_WHAT YOU ARE ASKED TO DO_.
Take the records underneath and set them down exactly.

_DATA SHOWN_.
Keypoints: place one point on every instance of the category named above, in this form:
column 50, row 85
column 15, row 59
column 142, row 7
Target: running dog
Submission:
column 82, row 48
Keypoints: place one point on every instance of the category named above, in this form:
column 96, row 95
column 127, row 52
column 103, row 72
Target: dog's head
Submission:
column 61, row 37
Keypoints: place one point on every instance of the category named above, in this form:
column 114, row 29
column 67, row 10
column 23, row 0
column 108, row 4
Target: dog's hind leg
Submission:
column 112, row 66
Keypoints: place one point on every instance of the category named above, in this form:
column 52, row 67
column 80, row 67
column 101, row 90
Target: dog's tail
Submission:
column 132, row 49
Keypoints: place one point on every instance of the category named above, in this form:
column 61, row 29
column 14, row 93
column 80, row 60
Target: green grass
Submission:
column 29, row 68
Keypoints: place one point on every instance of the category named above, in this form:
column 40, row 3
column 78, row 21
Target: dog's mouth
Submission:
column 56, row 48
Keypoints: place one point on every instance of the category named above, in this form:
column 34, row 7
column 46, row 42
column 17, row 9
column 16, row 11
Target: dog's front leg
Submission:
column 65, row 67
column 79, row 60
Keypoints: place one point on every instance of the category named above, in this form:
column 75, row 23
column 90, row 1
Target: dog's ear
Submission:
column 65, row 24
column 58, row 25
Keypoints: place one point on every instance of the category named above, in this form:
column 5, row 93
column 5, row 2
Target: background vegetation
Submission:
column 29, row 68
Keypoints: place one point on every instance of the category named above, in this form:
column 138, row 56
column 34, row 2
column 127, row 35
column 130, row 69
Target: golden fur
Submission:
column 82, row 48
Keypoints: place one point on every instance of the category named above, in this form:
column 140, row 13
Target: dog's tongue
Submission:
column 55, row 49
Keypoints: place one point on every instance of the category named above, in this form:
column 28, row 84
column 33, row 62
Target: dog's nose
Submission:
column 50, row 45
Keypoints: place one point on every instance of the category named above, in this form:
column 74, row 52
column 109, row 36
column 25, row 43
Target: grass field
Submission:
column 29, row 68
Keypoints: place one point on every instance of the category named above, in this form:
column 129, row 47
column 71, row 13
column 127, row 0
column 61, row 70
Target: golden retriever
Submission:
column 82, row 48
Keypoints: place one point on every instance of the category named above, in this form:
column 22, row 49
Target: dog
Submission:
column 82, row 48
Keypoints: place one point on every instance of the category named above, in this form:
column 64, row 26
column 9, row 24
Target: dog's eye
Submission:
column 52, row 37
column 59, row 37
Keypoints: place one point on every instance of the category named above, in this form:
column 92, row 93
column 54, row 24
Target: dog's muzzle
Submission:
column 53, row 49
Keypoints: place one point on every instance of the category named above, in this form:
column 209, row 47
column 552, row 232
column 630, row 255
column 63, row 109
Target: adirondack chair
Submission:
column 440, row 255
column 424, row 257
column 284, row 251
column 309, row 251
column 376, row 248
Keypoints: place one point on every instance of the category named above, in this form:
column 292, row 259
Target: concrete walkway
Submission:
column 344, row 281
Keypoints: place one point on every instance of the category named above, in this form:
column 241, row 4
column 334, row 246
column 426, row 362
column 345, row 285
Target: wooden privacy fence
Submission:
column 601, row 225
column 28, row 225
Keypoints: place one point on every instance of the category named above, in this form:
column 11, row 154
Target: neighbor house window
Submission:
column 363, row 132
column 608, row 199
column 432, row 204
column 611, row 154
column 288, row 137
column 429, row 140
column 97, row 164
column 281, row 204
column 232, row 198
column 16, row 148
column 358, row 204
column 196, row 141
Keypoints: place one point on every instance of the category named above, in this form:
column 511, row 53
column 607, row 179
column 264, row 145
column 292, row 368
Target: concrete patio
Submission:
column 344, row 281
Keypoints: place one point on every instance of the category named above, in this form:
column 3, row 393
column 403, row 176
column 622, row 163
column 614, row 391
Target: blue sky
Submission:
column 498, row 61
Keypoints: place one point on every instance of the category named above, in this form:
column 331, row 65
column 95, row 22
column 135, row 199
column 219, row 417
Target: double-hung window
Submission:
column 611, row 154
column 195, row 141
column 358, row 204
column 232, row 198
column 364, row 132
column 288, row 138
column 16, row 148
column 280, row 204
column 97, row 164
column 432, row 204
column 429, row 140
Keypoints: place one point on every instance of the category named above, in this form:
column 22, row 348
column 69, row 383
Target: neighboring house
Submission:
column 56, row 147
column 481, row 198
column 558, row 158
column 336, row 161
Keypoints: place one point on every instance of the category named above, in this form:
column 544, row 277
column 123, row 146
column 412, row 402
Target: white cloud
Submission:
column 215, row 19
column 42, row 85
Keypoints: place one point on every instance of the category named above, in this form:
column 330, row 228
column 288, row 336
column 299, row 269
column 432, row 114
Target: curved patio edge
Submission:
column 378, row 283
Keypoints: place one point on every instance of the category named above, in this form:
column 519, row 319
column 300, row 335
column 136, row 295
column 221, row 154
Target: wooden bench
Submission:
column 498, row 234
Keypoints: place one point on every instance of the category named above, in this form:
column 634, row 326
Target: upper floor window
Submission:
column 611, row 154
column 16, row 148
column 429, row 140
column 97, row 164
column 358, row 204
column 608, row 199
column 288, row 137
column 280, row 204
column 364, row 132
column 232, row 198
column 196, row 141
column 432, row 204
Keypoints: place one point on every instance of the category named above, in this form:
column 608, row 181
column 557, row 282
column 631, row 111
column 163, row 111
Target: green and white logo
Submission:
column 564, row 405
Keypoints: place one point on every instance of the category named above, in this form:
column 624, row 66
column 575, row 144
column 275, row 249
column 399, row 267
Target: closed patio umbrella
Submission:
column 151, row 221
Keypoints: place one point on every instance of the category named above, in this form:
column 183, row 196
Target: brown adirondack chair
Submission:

_TASK RESPONSE_.
Keypoints: place one point on every instance of the category named above, in this form:
column 50, row 85
column 15, row 59
column 142, row 7
Target: running dog
Submission:
column 82, row 48
Keypoints: place one point on every instance of the category named above, in this form:
column 96, row 95
column 127, row 52
column 103, row 72
Target: dog's head
Submission:
column 61, row 37
Keypoints: place one point on every instance of the category named above, in this form:
column 114, row 29
column 67, row 10
column 23, row 0
column 108, row 4
Target: dog's hind leg
Submission:
column 112, row 66
Keypoints: place one point on every instance of the category named above, in this form:
column 52, row 67
column 80, row 67
column 101, row 90
Target: dog's tail
Submission:
column 132, row 49
Keypoints: place one point on every instance of the category named above, in this form:
column 61, row 29
column 14, row 93
column 80, row 60
Target: green grass
Submission:
column 29, row 68
Keypoints: place one point on every instance of the category named above, in this form:
column 40, row 3
column 78, row 21
Target: dog's mouth
Submission:
column 56, row 48
Keypoints: place one point on every instance of the category named above, in this form:
column 34, row 7
column 46, row 42
column 17, row 9
column 16, row 11
Target: dog's front leg
Submission:
column 65, row 67
column 79, row 60
Keypoints: place one point on every instance of the category named above, in this form:
column 75, row 23
column 90, row 1
Target: dog's ear
Submission:
column 65, row 24
column 58, row 25
Keypoints: place one point on every instance of the category named above, in this form:
column 5, row 93
column 5, row 2
Target: background vegetation
Submission:
column 29, row 68
Keypoints: place one point on every instance of the category named above, in this form:
column 138, row 56
column 34, row 2
column 127, row 35
column 130, row 69
Target: golden fur
Submission:
column 82, row 48
Keypoints: place one point on every instance of the category named above, in this form:
column 140, row 13
Target: dog's tongue
Submission:
column 55, row 49
Keypoints: place one point on every instance of the category named above, in this form:
column 28, row 84
column 33, row 62
Target: dog's nose
Submission:
column 50, row 45
Keypoints: place one point on every instance of the category named above, in this form:
column 74, row 52
column 109, row 36
column 25, row 43
Target: grass field
Submission:
column 29, row 68
Keypoints: place one point on every instance of the category named above, in this form:
column 129, row 47
column 71, row 13
column 127, row 0
column 61, row 70
Target: golden retriever
Submission:
column 82, row 48
Keypoints: place one point on every instance of the category named above, in this form:
column 22, row 49
Target: dog
Submission:
column 82, row 48
Keypoints: place one point on every instance of the category named above, in this form:
column 64, row 26
column 9, row 24
Target: dog's eye
Submission:
column 52, row 37
column 59, row 37
Keypoints: place one point on every instance of the category named above, in this form:
column 92, row 93
column 54, row 24
Target: dog's muzzle
Submission:
column 53, row 49
Keypoints: place one point on every instance of the category named above, in this form:
column 209, row 47
column 552, row 232
column 630, row 255
column 63, row 109
Target: adirondack chair
Submission:
column 440, row 255
column 424, row 257
column 284, row 251
column 309, row 251
column 376, row 248
Keypoints: place one point on every instance of the category named above, in this form:
column 292, row 259
Target: concrete walkway
Submission:
column 344, row 281
Keypoints: place one point on every instance of the category named above, in this form:
column 241, row 4
column 334, row 246
column 426, row 362
column 345, row 285
Target: wooden privacy fence
Submission:
column 601, row 225
column 28, row 225
Keypoints: place one point on every instance of the category named above, in this form:
column 11, row 154
Target: neighbor house window
Submission:
column 363, row 132
column 608, row 199
column 432, row 204
column 611, row 154
column 288, row 137
column 429, row 140
column 97, row 164
column 281, row 204
column 232, row 198
column 16, row 148
column 358, row 204
column 196, row 141
Keypoints: place one point on every instance of the category named above, in this form:
column 511, row 53
column 607, row 179
column 264, row 145
column 292, row 368
Target: concrete patio
Submission:
column 344, row 281
Keypoints: place one point on every instance of the category named above, in this form:
column 3, row 393
column 403, row 176
column 622, row 163
column 614, row 391
Target: blue sky
Submission:
column 498, row 61
Keypoints: place one point on every instance of the category named above, in this form:
column 331, row 65
column 95, row 22
column 135, row 199
column 219, row 417
Target: double-hung window
Submission:
column 611, row 154
column 195, row 141
column 358, row 204
column 232, row 198
column 364, row 132
column 288, row 138
column 16, row 148
column 280, row 204
column 97, row 164
column 432, row 204
column 429, row 140
Keypoints: place one point on every instance of the category named above, in this form:
column 22, row 348
column 69, row 383
Target: neighboring house
Submission:
column 56, row 147
column 481, row 198
column 558, row 158
column 336, row 161
Keypoints: place one point on every instance of the category named above, in this form:
column 544, row 277
column 123, row 146
column 412, row 402
Target: white cloud
Submission:
column 215, row 19
column 42, row 85
Keypoints: place one point on every instance of the category named above, in this form:
column 330, row 228
column 288, row 336
column 299, row 269
column 432, row 114
Target: curved patio edge
Submission:
column 378, row 283
Keypoints: place one point on every instance of the category named above, in this form:
column 519, row 319
column 300, row 335
column 136, row 295
column 221, row 154
Target: wooden bench
Submission:
column 498, row 234
Keypoints: place one point on every instance of the category named above, in this form:
column 634, row 326
Target: upper floor window
Submission:
column 611, row 154
column 16, row 148
column 429, row 140
column 97, row 164
column 358, row 204
column 608, row 199
column 288, row 137
column 280, row 204
column 364, row 132
column 232, row 198
column 196, row 141
column 432, row 204
Keypoints: place one point on every instance of the category named above, in this form:
column 608, row 181
column 557, row 282
column 631, row 111
column 163, row 111
Target: green and white logo
Submission:
column 564, row 405
Keypoints: place one point on every instance of the category named above, in this form:
column 624, row 66
column 575, row 144
column 275, row 249
column 399, row 267
Target: closed patio umbrella
Submission:
column 151, row 221
Keypoints: place one point on every instance of the category named above, in this form:
column 183, row 196
Target: brown adirondack chair
Submission:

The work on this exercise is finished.